--- start ---
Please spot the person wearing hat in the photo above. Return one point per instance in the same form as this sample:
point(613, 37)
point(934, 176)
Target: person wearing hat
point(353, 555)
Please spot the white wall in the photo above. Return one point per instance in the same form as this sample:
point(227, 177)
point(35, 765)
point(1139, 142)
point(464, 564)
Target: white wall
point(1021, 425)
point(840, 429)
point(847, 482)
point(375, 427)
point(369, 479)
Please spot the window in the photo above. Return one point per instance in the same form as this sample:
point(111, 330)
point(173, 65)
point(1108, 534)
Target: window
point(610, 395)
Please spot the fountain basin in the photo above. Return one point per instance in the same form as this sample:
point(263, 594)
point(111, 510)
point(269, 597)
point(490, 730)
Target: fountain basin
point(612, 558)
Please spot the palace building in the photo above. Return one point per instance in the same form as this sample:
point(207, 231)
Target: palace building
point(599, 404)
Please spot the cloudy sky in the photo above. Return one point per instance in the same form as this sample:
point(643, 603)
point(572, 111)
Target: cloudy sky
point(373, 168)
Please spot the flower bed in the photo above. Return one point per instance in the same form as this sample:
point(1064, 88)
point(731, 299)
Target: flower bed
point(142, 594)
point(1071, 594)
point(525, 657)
--- end ---
--- TASK DESCRIPTION ---
Copy the listing above, switching every "spot" to "locate" and changing nothing else.

--- FINAL RESULT ---
Please locate the person wearing hat in the photo above. Return one point per instance in the same form as this sample:
point(613, 37)
point(934, 176)
Target: person wearing hat
point(353, 555)
Please locate the white wall in the photo above. Return one point per instance in the same form as this sample:
point(227, 177)
point(35, 765)
point(1139, 142)
point(464, 564)
Target: white wall
point(1021, 425)
point(840, 429)
point(847, 482)
point(375, 427)
point(369, 479)
Please locate the window in the photo above. Return one point per instance in the same form as this sample:
point(111, 330)
point(173, 65)
point(1108, 534)
Target: window
point(610, 395)
Please locate the fountain basin in the photo above. Return one point per instance in the same form as this sample:
point(263, 594)
point(111, 510)
point(269, 597)
point(490, 730)
Target: fountain basin
point(612, 558)
Please locate the palace building in the photo above. Return one point per instance in the same form as this sample:
point(207, 231)
Target: palace building
point(599, 404)
Please locate the cloudy sky in the photo above. Return one point per instance in the same form as this sample:
point(643, 603)
point(572, 111)
Target: cloudy sky
point(373, 168)
Please locate the flower bed in the photo above. Return one point per instance in the same form as this sample:
point(1064, 88)
point(731, 299)
Target: flower bed
point(142, 594)
point(1071, 594)
point(525, 657)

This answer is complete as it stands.